Extract provided:
Low Standards for Data Produce Record High Temp Claims

Low Standards for Data Produce Record High Temp Claims
View of Shetland, Scotland. (Marc-andré Le Tourneux/Dreamstime)

Larry Bell By Monday, 23 July 2018 10:45 AM EDT Current | Bio | Archive

You can pretty much bet that today is the warmest on this date "on record" somewhere, and also the coolest somewhere else. It might even be the hottest day ever — again on record— somewhere, and likely also the coldest somewhere too.

Nevertheless, some politicos and pundits continue to cook up overheated reasons to worry.

Citing a July 4 article in The Washington Post by Jason Samenow, Al Gore, tweeted, "Another ominous record has been set. The city of Quriyat, Oman, hit an overnight low of 108.7 degrees Fahrenheit on Tuesday — likely the highest minimum daily temp record recorded on Earth. For those suffering from the heat in the U.S. this weekend, be safe and stay cool!"

Although 108.7F is definitely hot, that recorded high was surpassed by 135F in Death Valley, California in 1913 — a year before Henry Ford introduced moving assembly lines.

Goals:
**1.** In the article on temperature records, what overnight low did the city of Quriyat, Oman, reach?
**2.** Which people are named in the article on temperature records? List every one.

Dataset section:
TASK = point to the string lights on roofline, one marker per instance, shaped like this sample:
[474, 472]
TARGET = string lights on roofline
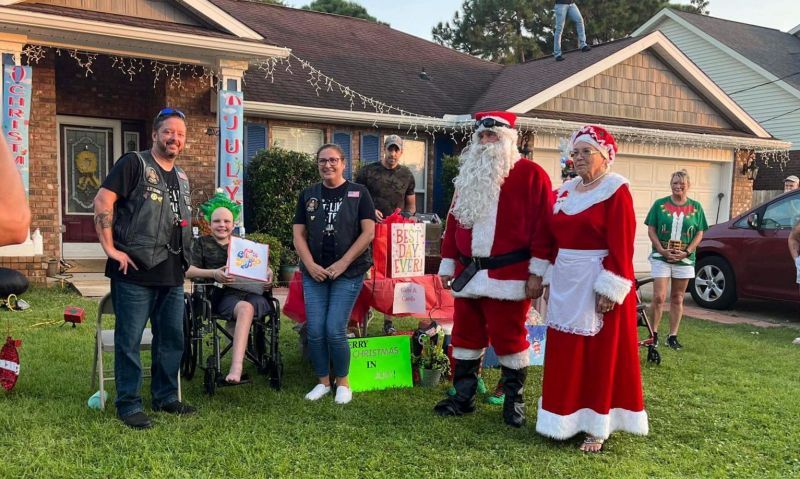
[415, 124]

Expected answers:
**1.** 108.7 degrees Fahrenheit

**2.** Marc-andré Le Tourneux, Larry Bell, Jason Samenow, Al Gore, Henry Ford